**Task requirements:** From the line containing "Indicate a point per instance of the hazy" through the last line of the data, return those lines exactly as written and nothing more.

**Task data:**
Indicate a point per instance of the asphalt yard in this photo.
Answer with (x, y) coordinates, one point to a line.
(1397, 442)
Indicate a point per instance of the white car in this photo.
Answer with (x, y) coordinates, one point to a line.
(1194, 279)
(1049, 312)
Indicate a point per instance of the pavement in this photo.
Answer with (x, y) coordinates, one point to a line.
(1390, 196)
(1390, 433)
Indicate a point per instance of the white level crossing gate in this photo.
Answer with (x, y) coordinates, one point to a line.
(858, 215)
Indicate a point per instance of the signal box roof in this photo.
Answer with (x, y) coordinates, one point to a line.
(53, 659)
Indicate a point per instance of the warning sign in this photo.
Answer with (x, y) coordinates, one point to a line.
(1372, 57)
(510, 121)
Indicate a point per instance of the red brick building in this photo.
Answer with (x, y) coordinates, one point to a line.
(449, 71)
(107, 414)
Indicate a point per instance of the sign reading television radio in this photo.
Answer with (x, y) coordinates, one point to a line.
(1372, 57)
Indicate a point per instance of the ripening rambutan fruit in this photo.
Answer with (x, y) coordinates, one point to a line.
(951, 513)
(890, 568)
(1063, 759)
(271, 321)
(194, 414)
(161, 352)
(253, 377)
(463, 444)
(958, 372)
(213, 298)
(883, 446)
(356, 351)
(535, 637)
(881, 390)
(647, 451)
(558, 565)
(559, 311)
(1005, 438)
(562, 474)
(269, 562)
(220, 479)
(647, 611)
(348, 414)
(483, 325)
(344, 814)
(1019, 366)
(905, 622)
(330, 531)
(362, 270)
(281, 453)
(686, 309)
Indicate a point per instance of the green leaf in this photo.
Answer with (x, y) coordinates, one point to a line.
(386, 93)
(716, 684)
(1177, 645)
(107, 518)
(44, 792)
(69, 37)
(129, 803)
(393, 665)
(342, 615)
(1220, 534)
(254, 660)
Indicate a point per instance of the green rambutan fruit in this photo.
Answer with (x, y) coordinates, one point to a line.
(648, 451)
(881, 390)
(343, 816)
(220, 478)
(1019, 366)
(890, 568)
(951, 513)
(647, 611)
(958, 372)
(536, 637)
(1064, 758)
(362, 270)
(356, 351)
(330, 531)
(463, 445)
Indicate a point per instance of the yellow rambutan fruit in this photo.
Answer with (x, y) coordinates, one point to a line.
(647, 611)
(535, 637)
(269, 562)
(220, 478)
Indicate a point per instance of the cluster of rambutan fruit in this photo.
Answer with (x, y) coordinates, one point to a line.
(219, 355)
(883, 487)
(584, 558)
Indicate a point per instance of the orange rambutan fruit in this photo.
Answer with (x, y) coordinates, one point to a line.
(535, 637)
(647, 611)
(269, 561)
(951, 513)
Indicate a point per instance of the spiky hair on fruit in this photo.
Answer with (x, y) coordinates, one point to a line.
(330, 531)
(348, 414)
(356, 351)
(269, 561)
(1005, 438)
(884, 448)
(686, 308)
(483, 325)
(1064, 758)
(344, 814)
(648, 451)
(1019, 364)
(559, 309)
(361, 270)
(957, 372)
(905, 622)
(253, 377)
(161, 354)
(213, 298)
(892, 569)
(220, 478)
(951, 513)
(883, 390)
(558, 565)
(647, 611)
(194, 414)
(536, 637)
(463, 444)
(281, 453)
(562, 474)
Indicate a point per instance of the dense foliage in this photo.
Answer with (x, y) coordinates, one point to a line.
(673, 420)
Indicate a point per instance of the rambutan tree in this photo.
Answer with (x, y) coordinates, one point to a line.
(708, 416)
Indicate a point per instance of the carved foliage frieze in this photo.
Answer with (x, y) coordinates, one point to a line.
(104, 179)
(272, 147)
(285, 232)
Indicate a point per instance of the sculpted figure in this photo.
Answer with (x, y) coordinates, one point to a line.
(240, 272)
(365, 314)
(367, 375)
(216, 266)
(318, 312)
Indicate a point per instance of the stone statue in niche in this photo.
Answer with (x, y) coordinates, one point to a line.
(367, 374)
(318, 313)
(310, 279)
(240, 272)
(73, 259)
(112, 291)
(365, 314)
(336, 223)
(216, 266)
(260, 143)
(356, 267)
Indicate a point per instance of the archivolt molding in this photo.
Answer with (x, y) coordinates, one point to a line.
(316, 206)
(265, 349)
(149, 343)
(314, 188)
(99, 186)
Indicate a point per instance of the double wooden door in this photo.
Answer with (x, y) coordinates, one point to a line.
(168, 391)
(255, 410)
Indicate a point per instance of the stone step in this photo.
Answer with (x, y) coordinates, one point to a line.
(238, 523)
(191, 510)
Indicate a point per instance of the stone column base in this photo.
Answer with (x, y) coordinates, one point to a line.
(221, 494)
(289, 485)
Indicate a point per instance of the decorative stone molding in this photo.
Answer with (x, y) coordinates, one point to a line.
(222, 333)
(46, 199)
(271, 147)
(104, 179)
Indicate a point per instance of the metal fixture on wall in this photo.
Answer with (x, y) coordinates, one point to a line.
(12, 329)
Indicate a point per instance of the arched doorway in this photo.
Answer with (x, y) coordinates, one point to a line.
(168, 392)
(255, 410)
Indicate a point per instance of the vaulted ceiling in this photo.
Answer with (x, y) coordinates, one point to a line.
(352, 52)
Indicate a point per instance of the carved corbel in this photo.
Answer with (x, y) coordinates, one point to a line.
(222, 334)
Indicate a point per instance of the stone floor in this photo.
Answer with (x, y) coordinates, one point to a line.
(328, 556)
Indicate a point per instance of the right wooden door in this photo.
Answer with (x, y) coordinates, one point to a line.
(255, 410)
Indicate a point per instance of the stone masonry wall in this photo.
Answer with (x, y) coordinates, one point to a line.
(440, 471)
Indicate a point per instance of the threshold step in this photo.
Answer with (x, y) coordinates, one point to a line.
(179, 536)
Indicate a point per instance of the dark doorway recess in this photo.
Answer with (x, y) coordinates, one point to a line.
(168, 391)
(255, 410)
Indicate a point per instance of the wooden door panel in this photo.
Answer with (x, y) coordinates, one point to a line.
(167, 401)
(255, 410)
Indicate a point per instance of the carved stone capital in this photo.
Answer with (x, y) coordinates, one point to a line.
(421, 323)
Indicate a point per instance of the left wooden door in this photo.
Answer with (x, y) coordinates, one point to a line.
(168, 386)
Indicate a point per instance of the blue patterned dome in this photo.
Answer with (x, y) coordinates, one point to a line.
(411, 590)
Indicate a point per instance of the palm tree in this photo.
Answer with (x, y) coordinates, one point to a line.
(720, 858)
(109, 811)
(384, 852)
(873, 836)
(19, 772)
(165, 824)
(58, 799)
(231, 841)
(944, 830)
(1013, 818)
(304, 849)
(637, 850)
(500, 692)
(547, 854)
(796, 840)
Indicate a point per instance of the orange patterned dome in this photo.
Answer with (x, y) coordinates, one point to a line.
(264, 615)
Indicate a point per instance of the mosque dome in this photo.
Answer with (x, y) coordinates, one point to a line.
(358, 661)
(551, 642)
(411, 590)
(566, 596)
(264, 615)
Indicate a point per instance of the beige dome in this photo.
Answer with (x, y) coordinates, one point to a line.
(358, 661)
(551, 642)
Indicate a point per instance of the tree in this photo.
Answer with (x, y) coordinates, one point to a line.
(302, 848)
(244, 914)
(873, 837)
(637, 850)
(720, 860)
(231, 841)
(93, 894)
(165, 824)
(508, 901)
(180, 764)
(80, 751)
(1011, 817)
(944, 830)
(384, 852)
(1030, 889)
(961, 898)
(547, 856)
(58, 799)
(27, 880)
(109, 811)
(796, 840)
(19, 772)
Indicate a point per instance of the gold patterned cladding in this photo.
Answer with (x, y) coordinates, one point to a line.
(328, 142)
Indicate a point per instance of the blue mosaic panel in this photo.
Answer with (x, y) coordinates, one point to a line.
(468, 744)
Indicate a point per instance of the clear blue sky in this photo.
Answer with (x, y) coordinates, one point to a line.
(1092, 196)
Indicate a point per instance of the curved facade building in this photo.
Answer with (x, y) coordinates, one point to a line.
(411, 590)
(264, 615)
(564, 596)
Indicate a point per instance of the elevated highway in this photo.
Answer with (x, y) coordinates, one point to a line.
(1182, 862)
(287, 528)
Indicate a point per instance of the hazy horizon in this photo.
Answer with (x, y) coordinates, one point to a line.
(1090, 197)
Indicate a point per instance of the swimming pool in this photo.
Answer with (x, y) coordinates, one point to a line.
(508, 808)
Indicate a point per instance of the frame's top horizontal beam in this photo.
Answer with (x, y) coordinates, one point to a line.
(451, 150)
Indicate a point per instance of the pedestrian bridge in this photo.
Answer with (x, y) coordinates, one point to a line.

**Complete output:**
Indicate a point per instance of the hazy horizon in this photo.
Answer with (x, y) coordinates, one point to a line.
(1090, 197)
Indicate a point per instance of the swimming pool in this photo.
Answer with (x, y) coordinates, one point to a line.
(508, 808)
Indicate a point per instance of the frame's top horizontal beam in this photo.
Answer with (x, y) coordinates, one point to a line.
(451, 150)
Indicate a point per instance of the pedestrian bridge in this photo.
Answer with (x, y) coordinates, one point to a line.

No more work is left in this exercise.